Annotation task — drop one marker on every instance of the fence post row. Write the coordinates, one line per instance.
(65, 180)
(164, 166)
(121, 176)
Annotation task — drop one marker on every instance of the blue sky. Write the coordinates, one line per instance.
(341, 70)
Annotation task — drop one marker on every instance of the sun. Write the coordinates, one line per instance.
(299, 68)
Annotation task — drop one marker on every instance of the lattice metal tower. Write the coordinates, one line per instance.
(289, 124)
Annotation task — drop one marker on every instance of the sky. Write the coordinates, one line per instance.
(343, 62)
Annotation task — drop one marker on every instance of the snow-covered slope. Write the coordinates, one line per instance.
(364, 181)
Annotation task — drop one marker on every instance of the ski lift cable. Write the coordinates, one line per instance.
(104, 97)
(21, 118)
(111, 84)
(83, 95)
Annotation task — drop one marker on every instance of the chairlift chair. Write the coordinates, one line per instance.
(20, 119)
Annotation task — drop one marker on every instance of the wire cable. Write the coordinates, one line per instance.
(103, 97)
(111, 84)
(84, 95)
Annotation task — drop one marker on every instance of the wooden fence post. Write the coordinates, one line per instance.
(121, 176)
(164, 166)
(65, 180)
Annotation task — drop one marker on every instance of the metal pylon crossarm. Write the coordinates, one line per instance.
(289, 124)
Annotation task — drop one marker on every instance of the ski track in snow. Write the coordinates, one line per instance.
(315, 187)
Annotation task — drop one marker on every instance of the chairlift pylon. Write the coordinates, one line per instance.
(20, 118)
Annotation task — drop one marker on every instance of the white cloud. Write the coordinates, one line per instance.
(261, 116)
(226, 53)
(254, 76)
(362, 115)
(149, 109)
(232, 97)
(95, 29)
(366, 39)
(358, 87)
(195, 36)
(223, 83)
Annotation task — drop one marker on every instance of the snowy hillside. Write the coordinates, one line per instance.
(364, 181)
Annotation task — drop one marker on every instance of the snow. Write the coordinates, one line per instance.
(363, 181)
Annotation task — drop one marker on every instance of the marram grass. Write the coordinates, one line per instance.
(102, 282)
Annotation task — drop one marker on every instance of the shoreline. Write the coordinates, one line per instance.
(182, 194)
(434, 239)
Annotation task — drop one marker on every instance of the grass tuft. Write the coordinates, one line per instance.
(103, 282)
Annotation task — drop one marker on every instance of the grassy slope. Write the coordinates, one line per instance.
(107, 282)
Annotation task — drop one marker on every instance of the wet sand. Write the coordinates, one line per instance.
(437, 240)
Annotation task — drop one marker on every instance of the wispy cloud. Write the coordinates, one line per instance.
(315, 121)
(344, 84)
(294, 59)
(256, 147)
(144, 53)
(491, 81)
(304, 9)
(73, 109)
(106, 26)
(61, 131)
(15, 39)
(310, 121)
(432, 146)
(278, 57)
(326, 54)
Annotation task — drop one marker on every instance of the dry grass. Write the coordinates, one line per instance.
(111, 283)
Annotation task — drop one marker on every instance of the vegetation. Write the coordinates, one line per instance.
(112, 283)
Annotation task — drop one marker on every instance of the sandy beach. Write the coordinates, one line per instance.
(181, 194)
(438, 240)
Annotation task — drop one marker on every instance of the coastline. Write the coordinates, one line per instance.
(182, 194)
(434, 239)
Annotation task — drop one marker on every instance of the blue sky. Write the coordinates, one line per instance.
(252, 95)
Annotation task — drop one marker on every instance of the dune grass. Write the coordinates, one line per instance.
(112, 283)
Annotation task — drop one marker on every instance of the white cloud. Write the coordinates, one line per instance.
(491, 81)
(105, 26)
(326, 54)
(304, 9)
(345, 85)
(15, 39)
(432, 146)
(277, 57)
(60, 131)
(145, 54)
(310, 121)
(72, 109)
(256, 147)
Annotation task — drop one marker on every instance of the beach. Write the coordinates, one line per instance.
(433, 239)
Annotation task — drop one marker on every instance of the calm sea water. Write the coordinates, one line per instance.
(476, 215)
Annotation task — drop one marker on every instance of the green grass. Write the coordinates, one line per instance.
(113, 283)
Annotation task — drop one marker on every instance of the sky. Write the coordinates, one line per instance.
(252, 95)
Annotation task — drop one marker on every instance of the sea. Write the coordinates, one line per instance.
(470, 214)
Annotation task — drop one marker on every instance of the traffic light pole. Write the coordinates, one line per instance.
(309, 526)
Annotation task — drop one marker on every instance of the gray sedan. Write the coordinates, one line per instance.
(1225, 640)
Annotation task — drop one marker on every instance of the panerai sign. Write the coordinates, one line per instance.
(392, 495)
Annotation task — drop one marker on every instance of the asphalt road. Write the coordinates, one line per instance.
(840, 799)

TO BE DONE :: Retype all of the material above line for line, with no changes.

RESULT OF THIS TASK ::
Annotation task — drop one marker on every instance of the fence post row. Write the coordinates, one line per instance.
(65, 180)
(164, 166)
(121, 176)
Annotation task — drop one marker on every instance of the blue sky. Write the coordinates, one line per instance.
(341, 70)
Annotation task — drop one marker on every instance of the sun. Write the coordinates, one line per instance.
(299, 68)
Annotation task — drop one marker on every instance of the lattice metal tower. Write the coordinates, one line per instance.
(289, 124)
Annotation task — drop one marker on every instance of the sky. Write the coordinates, one line per instance.
(343, 62)
Annotation task — drop one marker on every instance of the snow-covered slope. Write the coordinates, one line per instance.
(364, 181)
Annotation task — drop one marker on every instance of the ski lift cable. Write the coordinates, one line per instance.
(104, 97)
(21, 118)
(111, 84)
(83, 95)
Annotation task — drop one marker on every instance of the chairlift chair. Write the coordinates, one line per instance.
(20, 119)
Annotation task — drop one marker on every instance of the wire cable. Write the coordinates, one line per instance.
(103, 97)
(111, 84)
(84, 95)
Annotation task — drop one marker on every instance of the wooden fence post. Write the coordinates, one line per instance.
(121, 176)
(164, 166)
(65, 180)
Annotation task — drop one marker on every instance of the metal pylon crossarm. Write the coordinates, one line per instance.
(289, 124)
Annotation task — drop one marker on every instance of the ski track in snow. Write the coordinates, one line per instance.
(315, 187)
Annotation task — drop one marker on every instance of the chairlift pylon. Write the coordinates, one line per instance.
(20, 118)
Annotation task — drop one marker on every instance of the white cloud. Write the coordinates, one line per instance.
(261, 116)
(226, 53)
(254, 76)
(362, 115)
(149, 109)
(232, 97)
(95, 29)
(366, 39)
(358, 87)
(195, 36)
(223, 83)
Annotation task — drop one marker on every instance of the snowy hillside. Write the coordinates, one line per instance.
(364, 181)
Annotation task — drop one marker on every instance of the snow. Write the coordinates, one line per instance.
(363, 181)
Annotation task — drop one marker on every instance of the marram grass. Write the coordinates, one line per instance.
(102, 282)
Annotation task — drop one marker on every instance of the shoreline. Write the coordinates, one line per instance.
(182, 194)
(434, 239)
Annotation task — drop one marker on every instance of the grass tuft. Write the coordinates, one line per instance.
(103, 282)
Annotation task — drop one marker on every instance of the grassy slope. Write the coordinates, one line per instance.
(107, 282)
Annotation task — drop one marker on every instance of the wet sand. Write the coordinates, one line per instance.
(437, 240)
Annotation task — drop one marker on every instance of the wispy cloud. Write the coordinates, one line per instance.
(315, 121)
(344, 84)
(294, 59)
(256, 147)
(144, 53)
(491, 81)
(304, 9)
(73, 109)
(106, 26)
(61, 131)
(15, 39)
(310, 121)
(432, 146)
(278, 57)
(326, 54)
Annotation task — drop one marker on every instance of the dry grass. Write the coordinates, one line per instance.
(111, 283)
Annotation task — drop one marker on every instance of the vegetation. Write the coordinates, one line per instance.
(112, 283)
Annotation task — drop one marker on every instance of the sandy beach. Write the coordinates, one line per instance.
(181, 194)
(438, 240)
Annotation task — drop one marker on every instance of the coastline. Write the coordinates, one line per instance.
(182, 194)
(434, 239)
Annotation task — drop one marker on every instance of the blue sky. Write the coordinates, one line per instance.
(252, 95)
Annotation task — drop one marker on every instance of the dune grass. Write the coordinates, one line per instance.
(112, 283)
Annotation task — drop one marker on every instance of the white cloud. Write the coordinates, one line per instance.
(491, 81)
(105, 26)
(326, 54)
(304, 9)
(345, 85)
(15, 39)
(432, 146)
(277, 57)
(60, 131)
(145, 54)
(310, 121)
(72, 109)
(256, 147)
Annotation task — drop one marker on every instance of the beach. Write the coordinates, one line per instance.
(433, 239)
Annotation task — drop one marker on every instance of the calm sea water. Write the coordinates, one line per instance.
(476, 215)
Annotation task — drop one marker on every instance of the green grass. Write the coordinates, one line per instance.
(113, 283)
Annotation task — drop one marker on every instance of the sky. Write the coordinates, one line per instance.
(252, 95)
Annotation task — drop one marker on every instance of the sea. Write the coordinates, one line per instance.
(470, 214)
Annotation task — drop one marker on every instance of the traffic light pole. Write the coordinates, one line per instance.
(309, 526)
Annotation task — drop one marker on every instance of the gray sedan. Write the coordinates, one line per instance.
(1225, 640)
Annotation task — drop one marker on every instance of the panerai sign. Write the coordinates, one line per instance.
(392, 495)
Annotation task — drop one marker on every instance of the asphalt road. Write the coordinates, one line per instance.
(840, 799)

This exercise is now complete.